>> Begin
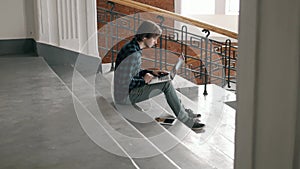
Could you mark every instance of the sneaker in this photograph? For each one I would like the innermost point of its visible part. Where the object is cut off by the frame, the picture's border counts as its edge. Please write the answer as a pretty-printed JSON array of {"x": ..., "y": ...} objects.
[
  {"x": 197, "y": 125},
  {"x": 191, "y": 114},
  {"x": 138, "y": 108}
]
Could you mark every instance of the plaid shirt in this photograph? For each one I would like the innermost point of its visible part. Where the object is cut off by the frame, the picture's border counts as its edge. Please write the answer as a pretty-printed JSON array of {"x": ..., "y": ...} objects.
[{"x": 128, "y": 73}]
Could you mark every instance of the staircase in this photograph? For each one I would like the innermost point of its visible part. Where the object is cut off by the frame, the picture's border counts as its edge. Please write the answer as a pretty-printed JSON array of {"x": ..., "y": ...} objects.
[{"x": 61, "y": 117}]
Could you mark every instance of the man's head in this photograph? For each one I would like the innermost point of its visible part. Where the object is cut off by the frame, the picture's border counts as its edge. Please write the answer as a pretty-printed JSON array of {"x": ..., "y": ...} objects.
[{"x": 148, "y": 33}]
>> End
Task instructions: Copy out word for word the part of the listing that opens with the line containing "Could you mark every instance of the man's" and runs through the end of the listing.

Problem solution:
Could you mark every instance of the man's head in this photograph? For each one I would like the innermost point of its visible part. Where the object is cut off by the frame, the picture's border counts as its edge. Please write the answer as a pretty-printed JSON array of {"x": ..., "y": ...} objects.
[{"x": 148, "y": 33}]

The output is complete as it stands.